The answer is an exact repetition of every entry, with all images left out.
(DATA RECORDS begins)
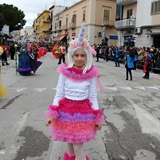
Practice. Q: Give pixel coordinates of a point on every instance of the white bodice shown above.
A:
(76, 90)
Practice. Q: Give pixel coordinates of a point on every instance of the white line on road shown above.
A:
(112, 88)
(40, 89)
(127, 88)
(20, 89)
(149, 124)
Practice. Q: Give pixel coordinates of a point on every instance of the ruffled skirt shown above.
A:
(74, 121)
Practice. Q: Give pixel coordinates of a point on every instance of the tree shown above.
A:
(1, 21)
(13, 17)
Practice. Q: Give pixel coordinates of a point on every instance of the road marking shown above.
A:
(127, 88)
(112, 88)
(15, 131)
(149, 124)
(20, 89)
(40, 89)
(152, 87)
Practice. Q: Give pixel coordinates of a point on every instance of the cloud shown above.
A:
(32, 7)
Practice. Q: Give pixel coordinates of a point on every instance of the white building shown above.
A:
(139, 24)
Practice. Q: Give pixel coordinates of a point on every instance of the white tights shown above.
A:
(76, 149)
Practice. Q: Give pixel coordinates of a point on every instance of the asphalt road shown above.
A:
(131, 108)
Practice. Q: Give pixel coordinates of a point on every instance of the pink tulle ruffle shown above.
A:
(74, 121)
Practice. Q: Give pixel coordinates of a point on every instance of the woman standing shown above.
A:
(129, 63)
(75, 116)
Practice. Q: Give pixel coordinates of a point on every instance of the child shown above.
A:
(3, 90)
(74, 115)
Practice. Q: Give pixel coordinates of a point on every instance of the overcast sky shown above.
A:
(32, 7)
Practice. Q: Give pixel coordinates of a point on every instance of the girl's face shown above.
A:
(79, 58)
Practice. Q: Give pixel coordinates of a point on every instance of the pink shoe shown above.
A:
(68, 157)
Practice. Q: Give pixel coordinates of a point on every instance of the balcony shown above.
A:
(65, 27)
(59, 28)
(125, 2)
(72, 25)
(126, 23)
(108, 23)
(46, 20)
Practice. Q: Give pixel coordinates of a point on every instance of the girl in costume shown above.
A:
(75, 116)
(3, 90)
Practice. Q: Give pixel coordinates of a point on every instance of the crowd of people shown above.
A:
(148, 58)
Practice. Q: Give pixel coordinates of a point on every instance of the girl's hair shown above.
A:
(89, 60)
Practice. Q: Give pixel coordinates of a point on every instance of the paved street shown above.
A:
(131, 108)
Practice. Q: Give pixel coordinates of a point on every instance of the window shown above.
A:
(106, 15)
(129, 13)
(66, 21)
(84, 15)
(155, 7)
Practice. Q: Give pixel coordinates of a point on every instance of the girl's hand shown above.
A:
(98, 126)
(49, 121)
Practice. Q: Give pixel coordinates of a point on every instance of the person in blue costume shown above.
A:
(24, 67)
(27, 61)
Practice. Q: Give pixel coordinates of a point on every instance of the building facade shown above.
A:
(41, 26)
(139, 23)
(98, 16)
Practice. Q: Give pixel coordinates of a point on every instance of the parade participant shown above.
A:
(75, 116)
(129, 63)
(3, 90)
(147, 64)
(62, 49)
(27, 60)
(4, 55)
(56, 52)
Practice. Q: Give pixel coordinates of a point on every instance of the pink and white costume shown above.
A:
(75, 108)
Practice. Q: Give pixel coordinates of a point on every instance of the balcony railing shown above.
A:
(126, 23)
(46, 20)
(65, 27)
(45, 30)
(125, 2)
(72, 25)
(108, 22)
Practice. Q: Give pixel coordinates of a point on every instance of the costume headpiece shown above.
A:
(81, 43)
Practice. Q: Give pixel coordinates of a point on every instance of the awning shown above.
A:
(59, 38)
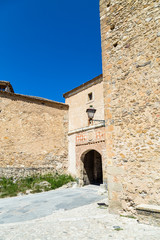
(DATA RECORDS ends)
#### EXERCISE OUTPUT
Practice. Q: Give pixel coordinates of a point on every instance of the white bodice shown above.
A:
(76, 90)
Practice. Q: Give pixel coordinates of a point on every instance of the white line on road shown above.
A:
(112, 88)
(40, 89)
(127, 88)
(20, 89)
(149, 124)
Practice. Q: Give pixel coordinates of a point on every instance of the ruffled skirt shown above.
A:
(74, 121)
Practice. Q: Give pixel coordinates of a point on every instance of the tree shown above.
A:
(1, 21)
(13, 17)
Practice. Q: Give pixel coordinates of a point on every instance of the road marking shown above.
A:
(127, 88)
(112, 88)
(15, 131)
(149, 124)
(20, 89)
(40, 89)
(152, 87)
Practice. Q: Give pixel coordinates of a point on every instance of the cloud shown above.
A:
(32, 7)
Practice. Q: Give pixel coordinates of a point on every instance of the white building shown above.
A:
(139, 24)
Practice. Q: Give pixel coordinates of a point on every instance of the white tights shown above.
A:
(76, 149)
Practice. Q: Give pixel coordinates of a point on every instance of the asphalt road shown above.
A:
(131, 108)
Practice. Q: Give pixel coordinates of a point on every instance of the pink tulle ruffle shown above.
A:
(74, 121)
Practice. Q: Give pixel coordinates of a point on every instance of the woman standing shown above.
A:
(129, 63)
(75, 116)
Practice. Q: Give pixel coordinates of a point on every instance of the child shown above.
A:
(3, 90)
(74, 115)
Practice. Q: Give pixel coordinates of a point on every instance of the overcast sky shown above.
A:
(32, 7)
Practice. Q: Give pixel coordinates of a point on every instance of the girl's face shown above.
A:
(79, 58)
Practice. Q: Give pixel coordinates of a point on every instance of the pink shoe shown above.
A:
(68, 157)
Practice. Q: Give pixel coordinates of a point on every instance of the balcony shown above.
A:
(65, 27)
(59, 28)
(125, 2)
(72, 25)
(126, 23)
(108, 23)
(46, 20)
Practice. Q: Give pixel coordinates of a point on every instance of the girl in costume shown above.
A:
(75, 116)
(3, 90)
Practice. Q: Give pixel coordinates of a point on every instance of the crowd of people shown above.
A:
(148, 58)
Practice. Q: Give pixel coordinates of a point on every instance of the girl's hair shown above.
A:
(89, 60)
Practice. Q: Give pixel coordinates of a point on every instance of the paved street shown above.
A:
(131, 108)
Practice. Q: Give pixel coordinates of a point on every instance of the window shown above.
A:
(106, 15)
(129, 13)
(66, 21)
(84, 15)
(155, 7)
Practice. Q: Give pixel coordinates of a point on every instance of the girl's hand shown above.
A:
(98, 126)
(49, 121)
Practice. Q: Give pixel coordinates of a point on every instance of the person in blue costume shown above.
A:
(24, 67)
(27, 61)
Practice. Q: Give pixel coordinates of a point on every instance of the building facade shown above.
A:
(41, 26)
(139, 23)
(98, 16)
Practice. Q: Give pixel coordinates of a point on every instance of the parade participant shown above.
A:
(75, 116)
(129, 63)
(3, 90)
(147, 64)
(62, 49)
(27, 60)
(4, 55)
(56, 52)
Practice. Q: Give pixel coordinates of a point on every instance of the pink and white costume shown above.
A:
(75, 108)
Practice. Q: Give pixel coordinates of a point on every instance of the balcony railing shown above.
A:
(126, 23)
(46, 20)
(65, 27)
(45, 30)
(125, 2)
(72, 25)
(108, 22)
Practice. Q: Give pixel coordinates of a point on every instance of the costume headpiece shown above.
A:
(81, 43)
Practice. Q: Give pixel coordinates of a point on every instance of the awning shown above.
A:
(59, 38)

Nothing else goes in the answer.